Convert only the lines from the one containing "Tag any visible green tent" through the end of the records into a numbered list, omitting any blank lines.

* **Rows of box annotation data**
— Begin —

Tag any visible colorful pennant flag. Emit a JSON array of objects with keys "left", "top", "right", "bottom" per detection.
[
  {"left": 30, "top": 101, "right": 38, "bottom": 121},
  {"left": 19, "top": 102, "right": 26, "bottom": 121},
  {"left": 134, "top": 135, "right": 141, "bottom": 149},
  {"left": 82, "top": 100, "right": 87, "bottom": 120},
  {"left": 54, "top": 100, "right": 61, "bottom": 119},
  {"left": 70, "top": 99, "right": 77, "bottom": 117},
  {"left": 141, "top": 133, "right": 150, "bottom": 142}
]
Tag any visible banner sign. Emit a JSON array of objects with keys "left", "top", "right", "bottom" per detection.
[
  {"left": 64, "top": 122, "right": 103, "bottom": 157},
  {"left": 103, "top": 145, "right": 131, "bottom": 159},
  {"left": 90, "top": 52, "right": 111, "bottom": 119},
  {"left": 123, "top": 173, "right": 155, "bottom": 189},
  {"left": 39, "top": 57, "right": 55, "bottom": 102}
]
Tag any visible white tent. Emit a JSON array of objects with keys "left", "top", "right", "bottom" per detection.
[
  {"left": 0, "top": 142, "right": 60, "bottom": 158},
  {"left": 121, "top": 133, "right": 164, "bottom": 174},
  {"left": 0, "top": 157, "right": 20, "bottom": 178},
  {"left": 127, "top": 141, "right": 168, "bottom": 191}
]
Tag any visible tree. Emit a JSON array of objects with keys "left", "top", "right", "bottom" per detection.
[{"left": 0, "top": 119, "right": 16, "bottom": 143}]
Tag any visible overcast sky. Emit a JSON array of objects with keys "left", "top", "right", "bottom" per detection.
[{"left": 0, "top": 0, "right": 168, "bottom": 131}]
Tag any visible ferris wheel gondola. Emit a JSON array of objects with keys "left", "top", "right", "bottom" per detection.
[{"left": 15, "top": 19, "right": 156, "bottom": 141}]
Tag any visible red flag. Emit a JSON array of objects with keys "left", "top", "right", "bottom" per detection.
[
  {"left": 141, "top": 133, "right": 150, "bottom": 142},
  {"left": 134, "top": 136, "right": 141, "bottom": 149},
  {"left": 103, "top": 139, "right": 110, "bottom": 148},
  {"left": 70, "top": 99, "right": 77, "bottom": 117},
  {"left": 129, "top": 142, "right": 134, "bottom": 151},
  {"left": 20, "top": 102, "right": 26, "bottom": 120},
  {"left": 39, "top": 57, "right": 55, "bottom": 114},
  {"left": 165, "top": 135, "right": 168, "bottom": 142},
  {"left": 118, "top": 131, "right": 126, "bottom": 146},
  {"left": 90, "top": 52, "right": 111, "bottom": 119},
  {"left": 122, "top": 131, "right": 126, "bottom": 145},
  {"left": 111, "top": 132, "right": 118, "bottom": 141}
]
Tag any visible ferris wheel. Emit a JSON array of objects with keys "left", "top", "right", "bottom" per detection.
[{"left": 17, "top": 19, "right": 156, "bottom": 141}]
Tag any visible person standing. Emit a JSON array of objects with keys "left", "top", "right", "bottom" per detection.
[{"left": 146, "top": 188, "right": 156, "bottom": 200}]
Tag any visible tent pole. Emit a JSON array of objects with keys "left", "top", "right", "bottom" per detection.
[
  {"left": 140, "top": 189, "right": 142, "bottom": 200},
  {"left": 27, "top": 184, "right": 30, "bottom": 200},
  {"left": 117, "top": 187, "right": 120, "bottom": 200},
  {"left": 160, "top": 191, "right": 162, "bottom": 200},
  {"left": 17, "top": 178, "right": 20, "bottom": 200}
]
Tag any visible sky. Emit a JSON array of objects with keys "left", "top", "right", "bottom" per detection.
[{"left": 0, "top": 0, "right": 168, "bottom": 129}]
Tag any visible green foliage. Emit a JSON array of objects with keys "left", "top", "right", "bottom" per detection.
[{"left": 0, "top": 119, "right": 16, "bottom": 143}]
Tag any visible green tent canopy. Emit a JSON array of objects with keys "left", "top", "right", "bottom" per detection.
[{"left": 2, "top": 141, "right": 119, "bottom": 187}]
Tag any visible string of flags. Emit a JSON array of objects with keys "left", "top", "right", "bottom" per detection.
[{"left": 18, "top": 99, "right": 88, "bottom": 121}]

— End —

* **Full answer**
1. Tag any visible green tent canopy. Emit a JSON array of objects with keys "left", "top", "right", "bottom" per detection.
2. [{"left": 2, "top": 141, "right": 119, "bottom": 187}]
3. Tag any visible string of flags. Emit a JSON array of objects with keys "left", "top", "right", "bottom" per detection.
4. [{"left": 18, "top": 99, "right": 88, "bottom": 121}]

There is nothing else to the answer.